WHAT IS NEEDED :: Express the lines from the first line through the line containing "positive clicks: (1356, 1329) (1097, 1604)", inclusive, as a JSON array of strings with one string per line and blank lines omitted.

DATA FOR PROCESSING ::

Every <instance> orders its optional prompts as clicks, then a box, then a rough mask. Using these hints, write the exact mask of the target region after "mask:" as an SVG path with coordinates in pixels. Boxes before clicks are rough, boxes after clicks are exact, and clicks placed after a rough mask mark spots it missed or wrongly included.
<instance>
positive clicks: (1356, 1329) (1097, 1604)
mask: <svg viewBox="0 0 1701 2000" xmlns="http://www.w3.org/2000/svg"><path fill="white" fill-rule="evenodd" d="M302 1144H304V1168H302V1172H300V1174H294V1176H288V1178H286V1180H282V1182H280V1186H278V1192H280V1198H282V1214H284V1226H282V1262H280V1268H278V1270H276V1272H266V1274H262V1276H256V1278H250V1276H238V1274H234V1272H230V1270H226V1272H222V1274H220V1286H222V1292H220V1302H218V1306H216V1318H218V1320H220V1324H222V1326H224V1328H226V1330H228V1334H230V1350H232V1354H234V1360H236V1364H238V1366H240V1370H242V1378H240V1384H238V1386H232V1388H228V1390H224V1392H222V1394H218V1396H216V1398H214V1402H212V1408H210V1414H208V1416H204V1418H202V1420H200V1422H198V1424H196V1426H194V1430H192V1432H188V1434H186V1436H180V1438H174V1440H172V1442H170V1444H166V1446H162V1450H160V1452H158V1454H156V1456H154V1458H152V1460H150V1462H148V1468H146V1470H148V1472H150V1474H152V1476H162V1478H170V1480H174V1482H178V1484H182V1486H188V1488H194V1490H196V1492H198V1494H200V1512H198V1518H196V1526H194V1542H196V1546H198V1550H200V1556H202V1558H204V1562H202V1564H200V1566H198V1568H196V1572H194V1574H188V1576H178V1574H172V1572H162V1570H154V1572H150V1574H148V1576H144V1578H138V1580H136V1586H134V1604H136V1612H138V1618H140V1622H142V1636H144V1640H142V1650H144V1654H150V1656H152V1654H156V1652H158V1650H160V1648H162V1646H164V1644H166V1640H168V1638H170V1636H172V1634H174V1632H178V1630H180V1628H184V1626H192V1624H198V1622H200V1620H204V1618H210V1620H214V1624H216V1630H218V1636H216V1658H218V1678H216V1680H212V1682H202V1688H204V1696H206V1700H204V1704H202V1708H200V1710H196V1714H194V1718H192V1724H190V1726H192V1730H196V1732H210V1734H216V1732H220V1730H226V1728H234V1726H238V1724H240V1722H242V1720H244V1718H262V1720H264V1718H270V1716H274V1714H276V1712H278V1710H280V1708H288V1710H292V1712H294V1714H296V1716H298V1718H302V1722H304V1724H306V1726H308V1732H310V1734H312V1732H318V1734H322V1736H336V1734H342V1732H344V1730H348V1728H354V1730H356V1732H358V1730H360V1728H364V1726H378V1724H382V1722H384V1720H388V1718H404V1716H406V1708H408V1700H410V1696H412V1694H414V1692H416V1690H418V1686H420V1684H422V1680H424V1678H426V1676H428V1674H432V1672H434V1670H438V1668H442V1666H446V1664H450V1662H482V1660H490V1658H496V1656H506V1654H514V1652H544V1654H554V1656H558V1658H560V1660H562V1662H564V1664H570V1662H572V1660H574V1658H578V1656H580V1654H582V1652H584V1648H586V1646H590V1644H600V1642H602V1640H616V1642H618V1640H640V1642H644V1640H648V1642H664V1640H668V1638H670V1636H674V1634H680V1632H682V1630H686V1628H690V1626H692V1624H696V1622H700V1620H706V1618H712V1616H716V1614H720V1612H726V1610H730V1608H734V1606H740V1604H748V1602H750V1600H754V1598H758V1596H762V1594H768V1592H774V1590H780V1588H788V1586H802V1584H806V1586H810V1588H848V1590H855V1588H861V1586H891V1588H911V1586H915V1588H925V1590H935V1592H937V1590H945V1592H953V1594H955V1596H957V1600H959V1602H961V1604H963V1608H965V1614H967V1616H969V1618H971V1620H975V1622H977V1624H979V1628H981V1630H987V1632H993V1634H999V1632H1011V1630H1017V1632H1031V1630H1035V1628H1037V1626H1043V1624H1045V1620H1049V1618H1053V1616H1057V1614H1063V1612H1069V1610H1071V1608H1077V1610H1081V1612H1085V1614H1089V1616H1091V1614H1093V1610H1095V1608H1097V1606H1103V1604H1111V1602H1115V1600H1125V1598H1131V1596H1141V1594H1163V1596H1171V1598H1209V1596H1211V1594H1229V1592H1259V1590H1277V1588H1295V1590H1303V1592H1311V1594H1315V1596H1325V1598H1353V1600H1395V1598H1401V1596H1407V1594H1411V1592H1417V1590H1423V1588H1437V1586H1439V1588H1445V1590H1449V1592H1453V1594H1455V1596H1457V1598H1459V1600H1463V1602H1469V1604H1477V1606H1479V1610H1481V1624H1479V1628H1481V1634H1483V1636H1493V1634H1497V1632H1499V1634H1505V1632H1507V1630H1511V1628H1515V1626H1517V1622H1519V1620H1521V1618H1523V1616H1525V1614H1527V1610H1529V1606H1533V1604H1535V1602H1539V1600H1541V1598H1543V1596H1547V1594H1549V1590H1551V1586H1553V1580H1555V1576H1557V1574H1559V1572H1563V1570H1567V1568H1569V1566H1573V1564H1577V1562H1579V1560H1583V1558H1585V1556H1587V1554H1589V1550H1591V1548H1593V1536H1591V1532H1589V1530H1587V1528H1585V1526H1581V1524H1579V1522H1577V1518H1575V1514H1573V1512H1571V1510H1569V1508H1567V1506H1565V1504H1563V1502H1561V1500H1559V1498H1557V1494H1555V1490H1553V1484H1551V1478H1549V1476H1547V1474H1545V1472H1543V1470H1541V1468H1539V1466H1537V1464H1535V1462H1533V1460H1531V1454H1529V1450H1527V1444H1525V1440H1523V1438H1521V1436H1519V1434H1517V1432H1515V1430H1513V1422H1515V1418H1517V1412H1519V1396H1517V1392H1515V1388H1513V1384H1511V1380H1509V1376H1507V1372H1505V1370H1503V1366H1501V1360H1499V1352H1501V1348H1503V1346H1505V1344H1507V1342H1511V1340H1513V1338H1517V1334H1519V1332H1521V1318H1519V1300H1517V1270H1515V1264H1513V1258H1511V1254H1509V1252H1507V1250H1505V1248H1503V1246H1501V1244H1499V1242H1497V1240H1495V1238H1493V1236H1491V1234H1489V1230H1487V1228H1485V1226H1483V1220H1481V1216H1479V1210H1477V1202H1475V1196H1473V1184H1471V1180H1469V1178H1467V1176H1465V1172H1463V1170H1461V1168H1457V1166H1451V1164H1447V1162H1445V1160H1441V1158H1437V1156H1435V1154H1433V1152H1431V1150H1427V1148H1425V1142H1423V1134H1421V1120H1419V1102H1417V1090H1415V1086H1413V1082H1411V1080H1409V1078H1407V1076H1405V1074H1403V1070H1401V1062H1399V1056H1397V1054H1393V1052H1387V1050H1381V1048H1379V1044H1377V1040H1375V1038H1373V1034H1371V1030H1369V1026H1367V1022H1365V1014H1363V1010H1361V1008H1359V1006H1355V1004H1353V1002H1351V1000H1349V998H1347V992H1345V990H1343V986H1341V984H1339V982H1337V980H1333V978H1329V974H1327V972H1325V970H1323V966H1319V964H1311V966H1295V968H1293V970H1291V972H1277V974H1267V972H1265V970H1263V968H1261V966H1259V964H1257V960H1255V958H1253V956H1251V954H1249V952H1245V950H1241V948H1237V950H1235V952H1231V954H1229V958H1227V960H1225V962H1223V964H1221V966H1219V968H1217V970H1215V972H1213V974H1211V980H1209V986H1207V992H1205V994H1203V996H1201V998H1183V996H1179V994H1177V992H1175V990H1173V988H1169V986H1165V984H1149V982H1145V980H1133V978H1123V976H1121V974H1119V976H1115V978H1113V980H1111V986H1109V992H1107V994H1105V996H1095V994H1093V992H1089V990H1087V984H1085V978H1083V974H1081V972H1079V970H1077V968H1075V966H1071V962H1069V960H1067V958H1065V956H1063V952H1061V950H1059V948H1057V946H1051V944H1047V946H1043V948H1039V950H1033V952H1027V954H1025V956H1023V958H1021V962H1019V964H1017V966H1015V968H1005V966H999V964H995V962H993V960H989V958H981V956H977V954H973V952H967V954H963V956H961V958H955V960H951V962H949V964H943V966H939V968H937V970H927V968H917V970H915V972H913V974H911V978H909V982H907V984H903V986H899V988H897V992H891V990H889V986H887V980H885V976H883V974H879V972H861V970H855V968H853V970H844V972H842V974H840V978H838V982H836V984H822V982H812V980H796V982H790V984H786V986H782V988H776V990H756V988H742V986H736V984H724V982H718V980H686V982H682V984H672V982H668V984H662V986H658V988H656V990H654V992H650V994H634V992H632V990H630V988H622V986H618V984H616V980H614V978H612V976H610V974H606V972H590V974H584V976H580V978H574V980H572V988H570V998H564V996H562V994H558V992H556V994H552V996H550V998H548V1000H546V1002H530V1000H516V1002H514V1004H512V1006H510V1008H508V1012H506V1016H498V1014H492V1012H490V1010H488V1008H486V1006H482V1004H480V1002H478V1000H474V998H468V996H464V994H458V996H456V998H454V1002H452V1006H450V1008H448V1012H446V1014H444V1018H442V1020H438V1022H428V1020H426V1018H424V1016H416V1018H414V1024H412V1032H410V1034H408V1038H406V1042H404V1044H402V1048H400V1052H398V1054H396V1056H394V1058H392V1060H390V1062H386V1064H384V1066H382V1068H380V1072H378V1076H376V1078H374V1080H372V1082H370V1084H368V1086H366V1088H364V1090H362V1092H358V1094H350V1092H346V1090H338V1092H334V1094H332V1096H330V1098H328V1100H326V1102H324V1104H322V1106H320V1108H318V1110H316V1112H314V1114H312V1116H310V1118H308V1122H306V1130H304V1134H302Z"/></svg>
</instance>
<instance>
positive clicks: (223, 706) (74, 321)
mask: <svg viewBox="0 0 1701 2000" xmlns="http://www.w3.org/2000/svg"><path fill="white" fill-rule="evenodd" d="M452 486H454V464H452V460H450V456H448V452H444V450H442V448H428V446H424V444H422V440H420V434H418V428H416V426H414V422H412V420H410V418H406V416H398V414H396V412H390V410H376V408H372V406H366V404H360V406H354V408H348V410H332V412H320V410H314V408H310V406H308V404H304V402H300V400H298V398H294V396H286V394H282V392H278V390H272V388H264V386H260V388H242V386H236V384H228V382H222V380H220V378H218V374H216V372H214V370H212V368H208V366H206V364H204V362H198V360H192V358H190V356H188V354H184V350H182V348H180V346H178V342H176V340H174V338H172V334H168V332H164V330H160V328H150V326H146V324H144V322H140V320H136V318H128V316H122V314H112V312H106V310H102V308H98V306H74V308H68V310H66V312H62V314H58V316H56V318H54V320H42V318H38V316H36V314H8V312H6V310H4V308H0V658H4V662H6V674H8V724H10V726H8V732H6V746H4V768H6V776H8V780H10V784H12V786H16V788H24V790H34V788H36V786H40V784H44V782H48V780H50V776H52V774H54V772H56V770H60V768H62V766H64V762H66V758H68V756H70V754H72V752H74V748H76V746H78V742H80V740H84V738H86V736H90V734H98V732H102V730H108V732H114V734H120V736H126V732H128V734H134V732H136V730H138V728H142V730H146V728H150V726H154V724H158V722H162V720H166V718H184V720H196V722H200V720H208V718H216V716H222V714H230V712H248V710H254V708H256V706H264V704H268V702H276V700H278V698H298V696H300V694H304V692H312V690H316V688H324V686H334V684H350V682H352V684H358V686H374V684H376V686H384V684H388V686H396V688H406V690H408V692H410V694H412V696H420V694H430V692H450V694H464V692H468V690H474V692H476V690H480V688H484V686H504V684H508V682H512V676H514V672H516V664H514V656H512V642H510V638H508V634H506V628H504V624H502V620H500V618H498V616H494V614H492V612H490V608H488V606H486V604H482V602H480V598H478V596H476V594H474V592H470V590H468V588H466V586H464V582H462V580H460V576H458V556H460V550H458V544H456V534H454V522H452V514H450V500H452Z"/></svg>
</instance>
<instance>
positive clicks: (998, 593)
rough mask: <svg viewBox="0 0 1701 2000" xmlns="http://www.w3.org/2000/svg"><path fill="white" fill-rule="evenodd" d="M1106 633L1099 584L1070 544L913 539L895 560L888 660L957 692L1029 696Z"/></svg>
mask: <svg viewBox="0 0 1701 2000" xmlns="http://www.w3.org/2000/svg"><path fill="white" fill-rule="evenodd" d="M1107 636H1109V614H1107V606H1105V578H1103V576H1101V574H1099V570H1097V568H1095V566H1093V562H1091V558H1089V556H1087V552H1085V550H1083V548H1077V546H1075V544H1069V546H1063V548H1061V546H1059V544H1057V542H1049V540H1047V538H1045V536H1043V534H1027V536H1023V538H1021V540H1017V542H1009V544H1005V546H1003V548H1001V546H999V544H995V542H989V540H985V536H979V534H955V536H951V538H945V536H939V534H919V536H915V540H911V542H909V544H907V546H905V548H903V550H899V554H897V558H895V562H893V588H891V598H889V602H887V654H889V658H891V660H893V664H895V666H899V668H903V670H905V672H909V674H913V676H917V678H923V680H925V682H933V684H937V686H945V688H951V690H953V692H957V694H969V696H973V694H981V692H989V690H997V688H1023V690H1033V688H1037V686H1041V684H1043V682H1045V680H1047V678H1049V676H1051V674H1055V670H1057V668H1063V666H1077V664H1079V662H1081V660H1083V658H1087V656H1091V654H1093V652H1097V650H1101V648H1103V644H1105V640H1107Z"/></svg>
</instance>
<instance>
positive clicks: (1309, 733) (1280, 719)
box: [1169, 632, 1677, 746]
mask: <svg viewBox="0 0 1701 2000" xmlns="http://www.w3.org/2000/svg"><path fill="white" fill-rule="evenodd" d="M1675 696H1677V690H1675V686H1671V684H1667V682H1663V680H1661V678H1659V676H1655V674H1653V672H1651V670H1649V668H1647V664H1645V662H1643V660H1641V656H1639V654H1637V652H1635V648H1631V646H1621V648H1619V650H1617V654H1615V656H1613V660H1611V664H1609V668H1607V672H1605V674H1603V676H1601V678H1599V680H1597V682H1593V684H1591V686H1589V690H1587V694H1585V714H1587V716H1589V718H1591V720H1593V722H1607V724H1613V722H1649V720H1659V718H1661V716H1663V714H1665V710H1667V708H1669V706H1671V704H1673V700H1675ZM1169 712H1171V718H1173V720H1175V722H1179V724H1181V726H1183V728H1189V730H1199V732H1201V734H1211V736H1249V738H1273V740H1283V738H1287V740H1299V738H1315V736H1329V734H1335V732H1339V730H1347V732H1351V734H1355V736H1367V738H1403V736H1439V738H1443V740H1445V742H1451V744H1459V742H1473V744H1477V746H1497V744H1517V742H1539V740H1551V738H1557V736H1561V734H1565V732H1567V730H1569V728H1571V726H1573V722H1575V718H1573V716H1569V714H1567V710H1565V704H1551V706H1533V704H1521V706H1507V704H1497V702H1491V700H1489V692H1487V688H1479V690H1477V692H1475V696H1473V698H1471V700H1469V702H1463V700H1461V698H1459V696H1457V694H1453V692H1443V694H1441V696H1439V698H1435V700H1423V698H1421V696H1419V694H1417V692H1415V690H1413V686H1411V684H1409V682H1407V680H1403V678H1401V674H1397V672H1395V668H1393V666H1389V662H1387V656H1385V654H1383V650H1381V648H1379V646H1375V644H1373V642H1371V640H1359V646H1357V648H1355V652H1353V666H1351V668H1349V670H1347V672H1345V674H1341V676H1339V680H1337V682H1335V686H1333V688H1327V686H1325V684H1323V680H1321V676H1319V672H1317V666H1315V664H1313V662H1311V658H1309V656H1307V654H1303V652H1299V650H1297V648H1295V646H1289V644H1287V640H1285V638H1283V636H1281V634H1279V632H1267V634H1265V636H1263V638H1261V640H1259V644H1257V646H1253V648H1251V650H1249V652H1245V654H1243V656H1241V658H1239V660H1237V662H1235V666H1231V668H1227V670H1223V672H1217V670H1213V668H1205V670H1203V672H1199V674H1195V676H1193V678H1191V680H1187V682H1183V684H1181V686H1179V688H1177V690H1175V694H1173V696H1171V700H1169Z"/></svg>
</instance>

OUTPUT FOR THIS TASK ::
[
  "Every <instance> orders its optional prompts as clicks, then a box, then a rough mask. Using these hints, write the exact mask of the target region after \"mask:\" as an SVG path with coordinates in pixels. Boxes before clicks are rough, boxes after clicks are exact, and clicks placed after a rough mask mark spots it missed or wrongly included.",
  "<instance>",
  "positive clicks: (1356, 1329) (1097, 1604)"
]